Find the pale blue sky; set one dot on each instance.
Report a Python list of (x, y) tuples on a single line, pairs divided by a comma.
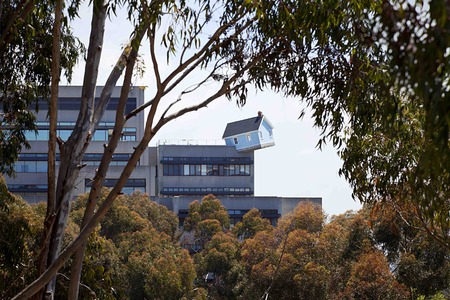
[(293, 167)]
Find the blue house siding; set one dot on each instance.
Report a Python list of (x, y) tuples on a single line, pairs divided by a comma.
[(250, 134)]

_ _ _

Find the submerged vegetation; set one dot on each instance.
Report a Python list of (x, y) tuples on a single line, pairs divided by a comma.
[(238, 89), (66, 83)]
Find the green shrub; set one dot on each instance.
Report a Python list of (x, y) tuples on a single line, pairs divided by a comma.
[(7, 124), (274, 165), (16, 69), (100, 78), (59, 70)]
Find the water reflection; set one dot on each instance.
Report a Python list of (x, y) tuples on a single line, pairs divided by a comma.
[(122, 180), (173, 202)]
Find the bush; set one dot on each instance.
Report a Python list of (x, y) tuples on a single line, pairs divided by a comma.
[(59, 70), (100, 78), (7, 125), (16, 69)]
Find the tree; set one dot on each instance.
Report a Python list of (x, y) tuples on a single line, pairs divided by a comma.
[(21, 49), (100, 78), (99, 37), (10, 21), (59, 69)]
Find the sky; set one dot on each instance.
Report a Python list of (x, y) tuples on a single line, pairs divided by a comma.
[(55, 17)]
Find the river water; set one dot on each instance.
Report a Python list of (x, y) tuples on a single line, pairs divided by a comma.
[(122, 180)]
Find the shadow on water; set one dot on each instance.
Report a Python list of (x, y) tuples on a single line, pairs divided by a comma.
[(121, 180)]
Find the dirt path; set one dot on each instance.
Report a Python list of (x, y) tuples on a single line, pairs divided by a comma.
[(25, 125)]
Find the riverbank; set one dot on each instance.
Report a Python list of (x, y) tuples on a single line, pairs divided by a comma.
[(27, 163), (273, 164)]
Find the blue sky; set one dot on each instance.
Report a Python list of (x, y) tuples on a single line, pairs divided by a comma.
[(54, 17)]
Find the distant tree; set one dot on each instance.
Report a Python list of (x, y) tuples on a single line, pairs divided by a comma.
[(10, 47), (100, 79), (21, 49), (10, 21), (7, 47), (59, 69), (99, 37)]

_ _ _

■ **Objective**:
Arrange the lines of the records above into a numbered list, from the line containing "Find the water" through the line containing "[(21, 49), (100, 78), (99, 37), (10, 21), (59, 69)]", with blank lines left out.

■ **Worked answer**:
1. Find the water reflection; set one dot on each instance.
2. Report a Python list of (x, y) tuples on a single line, pairs divided by a comma.
3. [(122, 180), (173, 202)]
4. Find the bush; set one dot on each instance.
5. Report a Python list of (x, y) tuples on a single line, pairs divided by a comma.
6. [(59, 70), (100, 78), (7, 125), (16, 69)]
7. Find the tree; set one dot on each instance.
8. Report a Python list of (x, y) tuples on a single line, pairs divided by a comma.
9. [(21, 49), (100, 78), (99, 37), (10, 21), (59, 69)]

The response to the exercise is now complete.